OBJECTIVES: To measure the prevalence of HIV-1 infection in different subgroups of blood donors and to identify groups at high risk of acquiring HIV-1.
METHODS: Between March 1988 and April 1991 all blood donors at Ilembula Lutheran Hospital, Tanzania were asked about their age, marital status, home village and occupation, and tested for the presence of HIV antibodies using a first generation, whole virus lysate enzyme-linked immunosorbent assay (ELISA). Some negative (n = 265) and nearly all positive samples (439 out of 485) were subjected to confirmatory testing including recombinant and peptide-based ELISA and Western blot assays.

● RECORDS
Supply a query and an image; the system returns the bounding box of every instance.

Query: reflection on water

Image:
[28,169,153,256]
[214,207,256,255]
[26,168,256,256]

* * *

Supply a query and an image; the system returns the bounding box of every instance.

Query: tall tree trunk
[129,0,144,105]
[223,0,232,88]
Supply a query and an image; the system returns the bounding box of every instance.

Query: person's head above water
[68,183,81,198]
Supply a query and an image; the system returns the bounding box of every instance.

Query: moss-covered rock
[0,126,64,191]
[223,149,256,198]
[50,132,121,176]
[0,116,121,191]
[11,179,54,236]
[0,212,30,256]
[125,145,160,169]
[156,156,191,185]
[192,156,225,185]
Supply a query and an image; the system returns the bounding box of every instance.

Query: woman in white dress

...

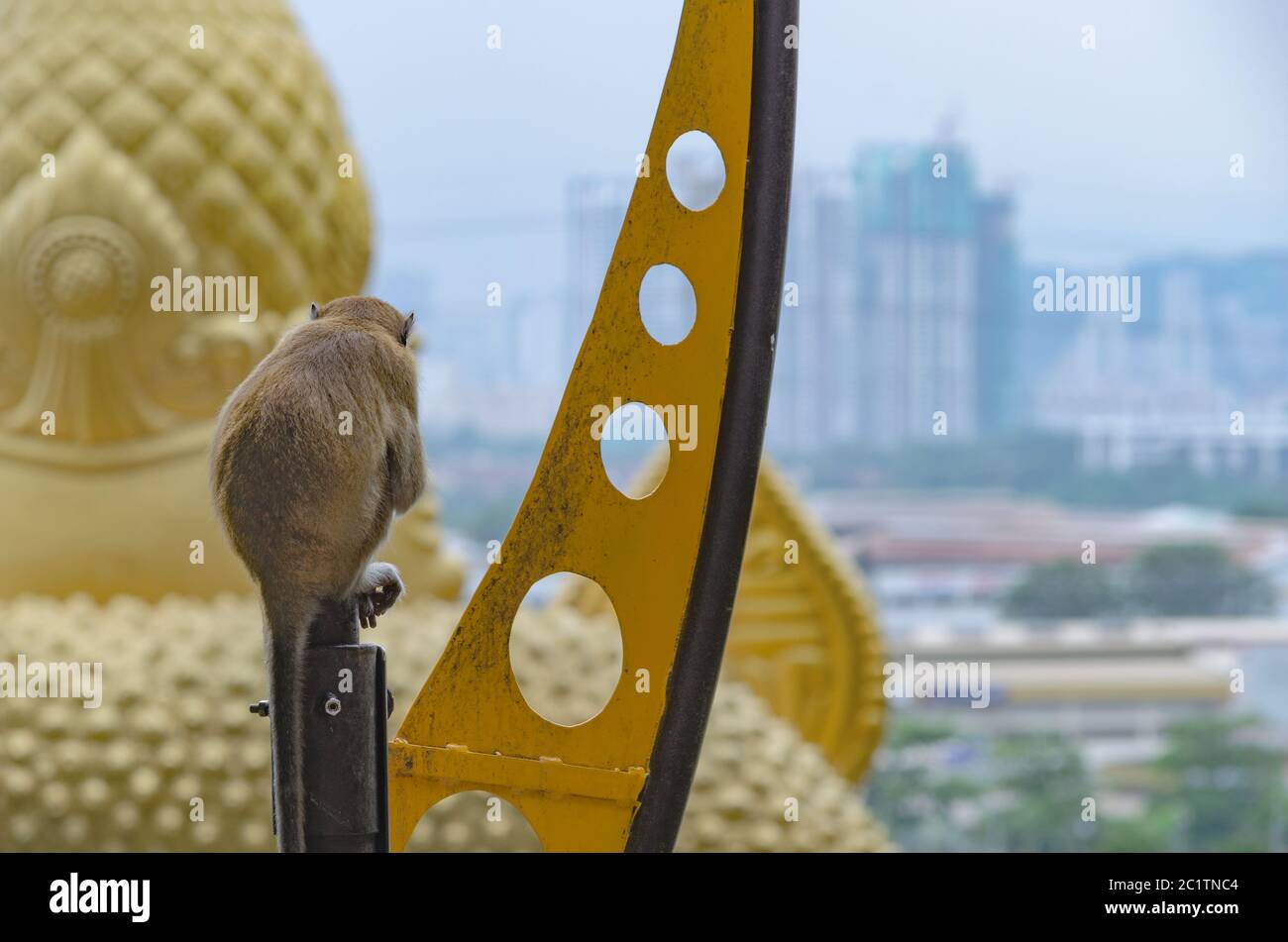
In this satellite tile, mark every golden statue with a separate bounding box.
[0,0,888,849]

● PROBLEM SET
A: In the blood donor abstract, how many of the positive samples underwent confirmatory testing?
B: Take the blood donor abstract further, picking up after its last sentence.

● ANSWERS BY TASK
A: 439 out of 485

B:
RESULTS: A total of 3474 male and 1287 female blood donors were studied. The overall HIV-1 prevalences for men and women were 6.6 and 7.0%, respectively, with a higher prevalence in urban villages (13.6 and 15.0%, respectively), an intermediate prevalence in semi-urban villages (7.2 and 7.9%, respectively), and a lower prevalence in rural villages (3.7 and 3.0%, respectively). HIV-1 infection occurred mostly in men aged 20-44 and women aged 15-34 years. Urban donors, but not semi-urban and rural donors from the highlands, had a higher HIV-1 prevalence (21.4%) than the corresponding group from the lowlands (10.2%). Apart from area of residence, HIV-1 infection was found to be associated with occupation and marital status. There was an increase in HIV-1 prevalence, although not statistically significant, during the period studied. None of the blood donors were positive for HIV-2.
CONCLUSIONS: Male and female donors from urban and semi-urban villages, non-farmers from urban villages, and unmarried donors were identified as high-risk groups, which is consistent with more extensive risk behaviour in urban communities. In addition to using an HIV test with high sensitivity, the importance of pre-donation selection of blood donors is stressed.
1994. Vol. 8, no 7, 971-976 p.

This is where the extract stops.